In our latest Blunt Letters podcast episode, Micaela and Elle bring back the New Animal Drop segment to bring you news of the Antarctic strawberry feather star (SFS)!
Named for the strawberry-like “nub” on its body, the feather star is a type of Crinoid – a group of perfectly symmetrical creatures that includes sea lilies and sea feathers. SFS starts out with a stalk attached to the bottom of the seafloor but eventually, the critter detaches and floats through the water with rhythmic swishes of their many arms.
Nerida Wilson, an invertebrate marine biologist at the Western Australian Museum, and her colleagues reported the Antarctic strawberry feather star and three other new feather star species in a study published in July.

ACTIVITY LIST
(a) According to the feather star text, where does Nerida Wilson work?
(b) Using the feather star text, explain how the Antarctic strawberry feather star got its name.
(c) Write the next part of the text about the Antarctic strawberry feather star, picking up right after its last sentence.
The material has nothing to do with any of this.

EXTRACTED DATA
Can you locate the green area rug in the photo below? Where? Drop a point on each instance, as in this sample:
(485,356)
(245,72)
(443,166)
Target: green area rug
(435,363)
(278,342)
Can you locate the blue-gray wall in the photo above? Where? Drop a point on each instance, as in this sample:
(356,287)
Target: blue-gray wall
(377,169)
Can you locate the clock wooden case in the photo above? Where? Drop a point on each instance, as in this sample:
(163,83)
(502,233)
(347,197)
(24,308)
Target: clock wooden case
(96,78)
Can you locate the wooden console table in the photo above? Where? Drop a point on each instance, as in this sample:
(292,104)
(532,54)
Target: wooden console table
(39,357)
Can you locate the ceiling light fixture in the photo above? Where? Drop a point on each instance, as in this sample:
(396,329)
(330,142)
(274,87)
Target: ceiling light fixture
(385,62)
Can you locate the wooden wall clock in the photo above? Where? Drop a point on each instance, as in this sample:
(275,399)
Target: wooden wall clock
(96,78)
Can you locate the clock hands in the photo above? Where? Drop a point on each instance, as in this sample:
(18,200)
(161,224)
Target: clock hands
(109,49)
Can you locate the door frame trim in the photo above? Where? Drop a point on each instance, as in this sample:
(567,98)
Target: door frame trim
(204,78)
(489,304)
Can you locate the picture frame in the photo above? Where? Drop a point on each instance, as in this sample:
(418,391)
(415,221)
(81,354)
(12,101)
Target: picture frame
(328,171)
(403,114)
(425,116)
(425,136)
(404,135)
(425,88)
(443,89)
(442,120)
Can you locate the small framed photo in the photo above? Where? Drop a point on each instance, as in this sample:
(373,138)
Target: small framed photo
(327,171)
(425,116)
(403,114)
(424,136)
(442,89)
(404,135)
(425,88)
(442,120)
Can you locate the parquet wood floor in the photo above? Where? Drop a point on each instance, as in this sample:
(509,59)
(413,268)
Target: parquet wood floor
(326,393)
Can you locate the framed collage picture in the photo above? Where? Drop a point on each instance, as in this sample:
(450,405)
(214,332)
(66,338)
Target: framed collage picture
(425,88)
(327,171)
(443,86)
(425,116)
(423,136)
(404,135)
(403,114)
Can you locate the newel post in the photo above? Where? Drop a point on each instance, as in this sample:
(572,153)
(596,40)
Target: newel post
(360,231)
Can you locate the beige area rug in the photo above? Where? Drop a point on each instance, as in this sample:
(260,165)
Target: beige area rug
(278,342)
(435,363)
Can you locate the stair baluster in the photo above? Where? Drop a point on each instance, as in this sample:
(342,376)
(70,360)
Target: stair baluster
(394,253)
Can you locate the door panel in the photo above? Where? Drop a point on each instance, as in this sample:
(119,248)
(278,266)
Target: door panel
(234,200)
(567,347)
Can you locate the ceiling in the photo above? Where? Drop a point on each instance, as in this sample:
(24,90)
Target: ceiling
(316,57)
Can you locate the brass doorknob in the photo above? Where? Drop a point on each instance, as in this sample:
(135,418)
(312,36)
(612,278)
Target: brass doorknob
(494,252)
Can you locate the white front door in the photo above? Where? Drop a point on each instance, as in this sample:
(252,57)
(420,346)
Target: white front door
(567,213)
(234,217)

--

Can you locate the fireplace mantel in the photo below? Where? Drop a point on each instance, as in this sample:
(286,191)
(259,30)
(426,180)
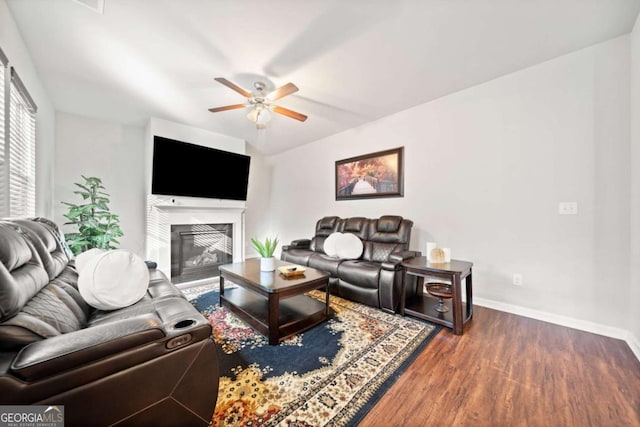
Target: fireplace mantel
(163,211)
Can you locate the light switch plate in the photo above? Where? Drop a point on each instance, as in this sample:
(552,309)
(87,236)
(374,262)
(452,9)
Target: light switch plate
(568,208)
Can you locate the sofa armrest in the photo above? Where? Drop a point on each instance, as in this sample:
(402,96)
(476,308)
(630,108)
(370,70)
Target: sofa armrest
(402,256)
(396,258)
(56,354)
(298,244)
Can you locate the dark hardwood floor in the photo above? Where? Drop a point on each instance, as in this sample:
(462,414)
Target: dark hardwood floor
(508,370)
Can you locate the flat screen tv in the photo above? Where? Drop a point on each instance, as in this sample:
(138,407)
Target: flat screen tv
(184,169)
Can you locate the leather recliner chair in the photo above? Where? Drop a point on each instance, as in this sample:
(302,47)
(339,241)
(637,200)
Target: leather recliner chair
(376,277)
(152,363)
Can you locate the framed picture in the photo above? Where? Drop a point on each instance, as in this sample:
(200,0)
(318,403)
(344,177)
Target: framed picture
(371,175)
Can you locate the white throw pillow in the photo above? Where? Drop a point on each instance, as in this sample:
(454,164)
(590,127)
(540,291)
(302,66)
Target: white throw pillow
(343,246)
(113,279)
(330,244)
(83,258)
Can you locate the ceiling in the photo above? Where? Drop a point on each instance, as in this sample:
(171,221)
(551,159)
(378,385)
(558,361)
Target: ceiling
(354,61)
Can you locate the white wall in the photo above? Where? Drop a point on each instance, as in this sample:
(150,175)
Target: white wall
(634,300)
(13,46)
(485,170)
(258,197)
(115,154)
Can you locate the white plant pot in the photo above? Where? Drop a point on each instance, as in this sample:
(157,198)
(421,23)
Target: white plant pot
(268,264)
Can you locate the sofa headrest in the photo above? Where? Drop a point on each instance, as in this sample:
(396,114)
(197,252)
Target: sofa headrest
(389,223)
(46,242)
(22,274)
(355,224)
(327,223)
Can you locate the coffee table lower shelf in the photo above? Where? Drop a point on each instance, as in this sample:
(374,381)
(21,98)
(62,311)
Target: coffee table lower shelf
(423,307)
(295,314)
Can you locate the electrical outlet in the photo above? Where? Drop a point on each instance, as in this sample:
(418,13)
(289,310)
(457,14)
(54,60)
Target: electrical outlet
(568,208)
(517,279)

YOUR RESPONSES
(a) She works at the Western Australian Museum.

(b) It is named for the strawberry-like "nub" on its body.

(c)
As we mentioned on the show, we thought the SFS looked like the thing from The Thing (1982), a movie where Antarctic research scientists run into a parasitic alien that eventually drives them all to madness, but actually, sea feathers have been around for a long time. These creatures ruled the oceans when the earth was just getting started, then were nearly wiped out about 251 million years ago during the Permian mass extinction, but managed to stick around. In fact, though they were originally thought to be all one species, recent research has revealed that there are actually 8 different species of these sea feathers!

The strawberry feather star may strike you as beautiful or creepy but we like it because it’s a bit of both.